Tasks to complete -
A - In the grid efficiency text, how much installed generation capacity does a standalone 10 kW heat pump need to run throughout the year?
B - Condense the paragraph of the grid efficiency text that begins "I also considered" into a short list of its main points.
C - Extend the grid efficiency text by a few sentences, picking up after its final sentence.

Page text -

....

I also considered “grid efficiency”. First, regarding our high-voltage (HV) grid, it must be designed to transmit surplus peak power from Scottish windfarms across the country for export from southern England. This requires oversized cables and pylons, which operate at low utilisation. Secondly, the National Infrastructure Commission, NIC, rightly points to the need to upgrade our low voltage (LV) distribution grid to meet peak consumer demand from heat pumps over winter. This requires upgrading local grids and in-street cables for coincident peak power demand, again, a rarely needed design case. In Part 9C, I also exemplified the inefficiencies by considering a standalone 10 kW heat pump. This requires over 20 kW of installed generation capacity for it to operate throughout the year: 10 kW of renewable energy generation capacity for normal operation and 10 kW of standby capacity for when the wind does not blow.

....

Data section -
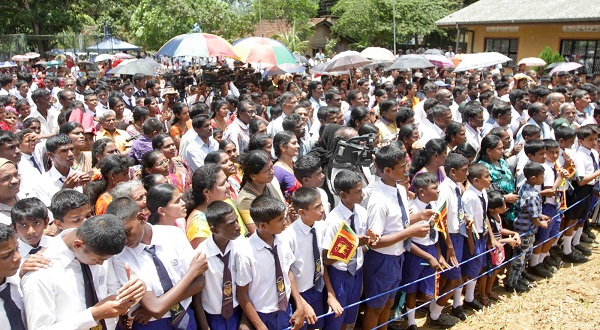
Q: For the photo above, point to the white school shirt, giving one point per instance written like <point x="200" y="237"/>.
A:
<point x="415" y="207"/>
<point x="300" y="239"/>
<point x="172" y="248"/>
<point x="256" y="268"/>
<point x="472" y="205"/>
<point x="549" y="179"/>
<point x="15" y="294"/>
<point x="24" y="248"/>
<point x="54" y="297"/>
<point x="334" y="221"/>
<point x="448" y="193"/>
<point x="385" y="215"/>
<point x="584" y="163"/>
<point x="212" y="294"/>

....

Answers to the exercise -
A - Over 20 kW: 10 kW of renewable generation capacity for normal operation and 10 kW of standby capacity for when the wind does not blow.

B -
- The high-voltage grid must carry surplus peak power from Scottish windfarms across the country for export from southern England, which requires oversized cables and pylons that run at low utilization.
- The National Infrastructure Commission says the low-voltage distribution grid must be upgraded to meet winter peak demand from heat pumps, which means upgrading local grids and in-street cables for a rarely needed coincident peak.
- A standalone 10 kW heat pump needs over 20 kW of installed generation capacity to run all year: 10 kW of renewable capacity plus 10 kW of standby for when the wind does not blow.

C -
The unintended consequences of Clean Power 2050 will add cost and incur public angst, so can we do better?
In Part 9C, I developed an alternative strategy, one which I believe can reduce costs across the board. This considers wider application of the “hydrogen cycle” for the complete 15–20% challenge, alongside deployment of hybrid technologies for heating and transport; here I call it “Clean Energy 2050”. Yes, green hydrogen is both expensive and inefficient, but within the cycle it is produced using cheap power which, otherwise, would be exported.
I previously provided the rationale for hybrid electric vehicles in Part 2 and heat pumps in Part 3, as they offer consumers choice and flexibility, and as shown in Part 8 they only use limited amounts of hydrogen. Recognising the importance NESO places on DSR measures for day-to-day balancing, I now realise that hybrids offer long-duration DSR. I am not the only one as, subsequent to authoring Part 9C, I attended IGEM’s 2025 Sir Denis Rooke lecture presented by Chris Stark CBE, head of Mission Control for Clean Power 2030. In his talk, Stark raised his concerns for long-duration storage and cited hybrid heat pumps as a possible solution to assist 2050 power demand. Others at the meeting proposed that heat pump incentives should be extended to hybrid solutions.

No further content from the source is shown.